### Dados fornecidos ###
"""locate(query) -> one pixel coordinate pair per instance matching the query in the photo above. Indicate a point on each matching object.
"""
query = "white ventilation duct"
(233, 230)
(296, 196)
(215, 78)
###
# [Detalhes do problema]
Reescreva todas as linhas dos registros acima como uma tabela em Markdown com as colunas "Nº" e "Linha", numerando cada linha e omitindo as linhas em branco.

# [Resolução detalhada]
| Nº | Linha |
|---|---|
| 1 | """locate(query) -> one pixel coordinate pair per instance matching the query in the photo above. Indicate a point on each matching object. |
| 2 | """ |
| 3 | query = "white ventilation duct" |
| 4 | (233, 230) |
| 5 | (296, 196) |
| 6 | (215, 78) |